*Exercise details*. When you output the records, match them exactly and omit any picture they include.

Material shown Start Marker

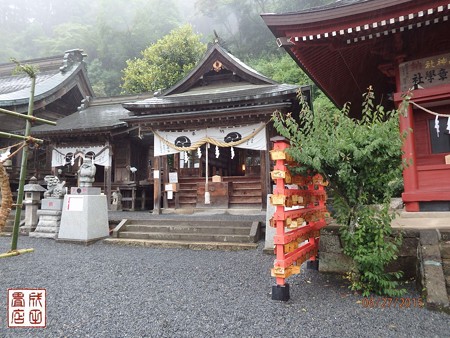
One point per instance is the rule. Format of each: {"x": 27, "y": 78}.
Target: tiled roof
{"x": 215, "y": 95}
{"x": 102, "y": 114}
{"x": 17, "y": 88}
{"x": 90, "y": 119}
{"x": 53, "y": 73}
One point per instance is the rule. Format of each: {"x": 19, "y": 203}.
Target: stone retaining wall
{"x": 332, "y": 258}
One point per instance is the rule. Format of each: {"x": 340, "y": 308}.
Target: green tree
{"x": 281, "y": 68}
{"x": 362, "y": 161}
{"x": 165, "y": 62}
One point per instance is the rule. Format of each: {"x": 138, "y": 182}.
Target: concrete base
{"x": 49, "y": 218}
{"x": 431, "y": 273}
{"x": 280, "y": 292}
{"x": 84, "y": 218}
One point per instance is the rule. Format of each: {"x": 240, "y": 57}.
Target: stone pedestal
{"x": 31, "y": 216}
{"x": 84, "y": 218}
{"x": 49, "y": 218}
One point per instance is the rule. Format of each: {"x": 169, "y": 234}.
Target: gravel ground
{"x": 114, "y": 291}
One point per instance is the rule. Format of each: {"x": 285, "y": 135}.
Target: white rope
{"x": 436, "y": 120}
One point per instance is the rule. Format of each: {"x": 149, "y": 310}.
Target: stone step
{"x": 190, "y": 237}
{"x": 446, "y": 266}
{"x": 194, "y": 245}
{"x": 189, "y": 229}
{"x": 247, "y": 192}
{"x": 246, "y": 200}
{"x": 445, "y": 250}
{"x": 247, "y": 185}
{"x": 191, "y": 222}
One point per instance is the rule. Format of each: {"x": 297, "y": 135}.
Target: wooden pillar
{"x": 156, "y": 186}
{"x": 264, "y": 173}
{"x": 165, "y": 178}
{"x": 409, "y": 156}
{"x": 107, "y": 176}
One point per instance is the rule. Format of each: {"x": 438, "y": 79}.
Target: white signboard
{"x": 425, "y": 73}
{"x": 173, "y": 177}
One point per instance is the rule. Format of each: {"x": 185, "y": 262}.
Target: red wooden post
{"x": 300, "y": 242}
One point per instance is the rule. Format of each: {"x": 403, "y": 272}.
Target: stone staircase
{"x": 187, "y": 233}
{"x": 444, "y": 245}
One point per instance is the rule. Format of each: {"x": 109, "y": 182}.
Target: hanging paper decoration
{"x": 436, "y": 124}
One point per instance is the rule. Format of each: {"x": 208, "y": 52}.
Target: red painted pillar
{"x": 409, "y": 156}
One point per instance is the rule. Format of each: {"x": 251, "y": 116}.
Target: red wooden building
{"x": 393, "y": 45}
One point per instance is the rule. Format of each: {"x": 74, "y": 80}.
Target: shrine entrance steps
{"x": 187, "y": 233}
{"x": 9, "y": 226}
{"x": 244, "y": 192}
{"x": 445, "y": 255}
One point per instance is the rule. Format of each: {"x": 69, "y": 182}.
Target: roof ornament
{"x": 70, "y": 57}
{"x": 217, "y": 66}
{"x": 84, "y": 103}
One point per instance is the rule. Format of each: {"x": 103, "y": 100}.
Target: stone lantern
{"x": 31, "y": 201}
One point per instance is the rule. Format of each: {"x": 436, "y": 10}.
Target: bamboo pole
{"x": 23, "y": 168}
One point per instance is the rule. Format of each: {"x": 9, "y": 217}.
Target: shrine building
{"x": 202, "y": 143}
{"x": 397, "y": 47}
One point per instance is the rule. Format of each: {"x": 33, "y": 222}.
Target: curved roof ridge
{"x": 197, "y": 71}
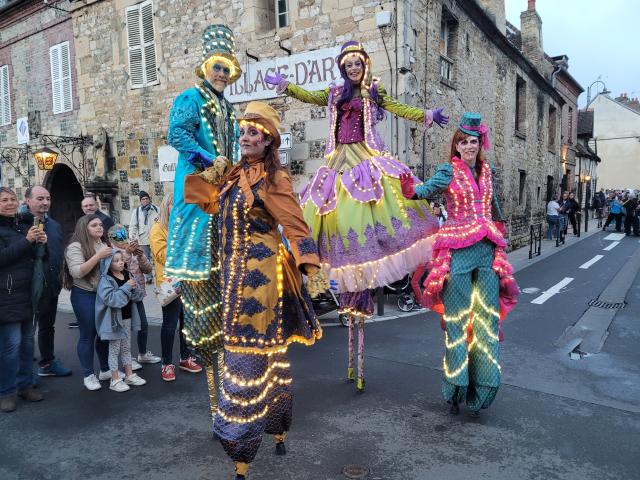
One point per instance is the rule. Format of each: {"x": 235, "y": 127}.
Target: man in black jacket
{"x": 39, "y": 200}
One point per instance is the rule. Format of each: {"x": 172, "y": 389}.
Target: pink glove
{"x": 406, "y": 183}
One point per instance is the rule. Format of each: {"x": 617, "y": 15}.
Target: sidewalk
{"x": 519, "y": 259}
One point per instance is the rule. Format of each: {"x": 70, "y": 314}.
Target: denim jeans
{"x": 143, "y": 333}
{"x": 172, "y": 315}
{"x": 552, "y": 220}
{"x": 84, "y": 307}
{"x": 16, "y": 357}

Material shown End Marker

*Response to this exercise*.
One point per instance is the rule. Format of each: {"x": 27, "y": 78}.
Target: tiled roof
{"x": 215, "y": 95}
{"x": 102, "y": 114}
{"x": 17, "y": 88}
{"x": 90, "y": 119}
{"x": 53, "y": 73}
One point per instance is the rule. Format of each: {"x": 19, "y": 203}.
Target: stone retaining wall
{"x": 332, "y": 258}
One point per instance is the rule. Format of each: {"x": 340, "y": 308}.
Target: green tree
{"x": 281, "y": 68}
{"x": 362, "y": 161}
{"x": 165, "y": 62}
One point per instance is the rule. Format of each: {"x": 138, "y": 182}.
Target: concrete base
{"x": 49, "y": 218}
{"x": 431, "y": 273}
{"x": 280, "y": 292}
{"x": 84, "y": 218}
One point per instance is the rule. Format of each: {"x": 240, "y": 57}.
Target: stone pedestal
{"x": 31, "y": 216}
{"x": 84, "y": 218}
{"x": 49, "y": 218}
One point per instance is the rule. Format of each: {"x": 169, "y": 234}.
Target: gravel ground
{"x": 114, "y": 291}
One point per instance is the rule. Format of each: {"x": 285, "y": 135}.
Target: white rope
{"x": 436, "y": 120}
One point per instance is the rule. Format of each: {"x": 149, "y": 310}.
Target: stone step
{"x": 190, "y": 237}
{"x": 446, "y": 266}
{"x": 194, "y": 245}
{"x": 189, "y": 229}
{"x": 247, "y": 192}
{"x": 246, "y": 200}
{"x": 445, "y": 250}
{"x": 247, "y": 185}
{"x": 191, "y": 222}
One point per instance is the rule. Format of each: {"x": 297, "y": 135}.
Target: wooden pillar
{"x": 156, "y": 186}
{"x": 264, "y": 173}
{"x": 165, "y": 178}
{"x": 409, "y": 156}
{"x": 107, "y": 176}
One point per instance is the rule. Format of each: {"x": 438, "y": 79}.
Target: white signboard
{"x": 425, "y": 73}
{"x": 173, "y": 177}
One point per instance is the rule. Format of each: {"x": 185, "y": 262}.
Target: red wooden post
{"x": 300, "y": 242}
One point per instance is the rule. Format of each: {"x": 403, "y": 272}.
Target: stone staircase
{"x": 187, "y": 233}
{"x": 444, "y": 245}
One point per instance is the rule. Format of each: {"x": 109, "y": 182}.
Target: hanging paper decoration
{"x": 436, "y": 124}
One point per instance is the rule. Format of each: {"x": 208, "y": 52}.
Target: red painted pillar
{"x": 409, "y": 156}
One point per instance is the rule. Format of each: {"x": 251, "y": 116}.
Target: red wooden building
{"x": 393, "y": 45}
One point per instance is the rule. Format of each: {"x": 74, "y": 80}.
Target: shrine entrance steps
{"x": 187, "y": 233}
{"x": 9, "y": 226}
{"x": 244, "y": 192}
{"x": 445, "y": 255}
One point per instance is the rule. Format of each: {"x": 69, "y": 182}.
Target: roof ornament
{"x": 70, "y": 57}
{"x": 217, "y": 66}
{"x": 84, "y": 103}
One point per instance is the rule. Format of each: {"x": 103, "y": 100}.
Target: stone lantern
{"x": 31, "y": 201}
One point per instance is the rule. Format of each: {"x": 436, "y": 10}.
Target: bamboo pole
{"x": 23, "y": 168}
One point per instance is the rule. Format of each: {"x": 9, "y": 217}.
Target: shrine building
{"x": 202, "y": 143}
{"x": 397, "y": 47}
One point per instance is the rule. Format of each: {"x": 33, "y": 222}.
Target: curved roof ridge
{"x": 197, "y": 71}
One point per instance is the rule. Format of each: {"x": 235, "y": 127}.
Target: man in black jacket
{"x": 39, "y": 200}
One point per instance is the rule. Format of each: {"x": 172, "y": 389}.
Target: pink glove
{"x": 406, "y": 183}
One point per instance is the rule. Format of each: {"x": 617, "y": 15}.
Target: sidewalk
{"x": 519, "y": 259}
One point per instance is the rule. Format of each: {"x": 70, "y": 314}.
Target: denim jeans
{"x": 143, "y": 333}
{"x": 172, "y": 315}
{"x": 552, "y": 220}
{"x": 84, "y": 307}
{"x": 16, "y": 357}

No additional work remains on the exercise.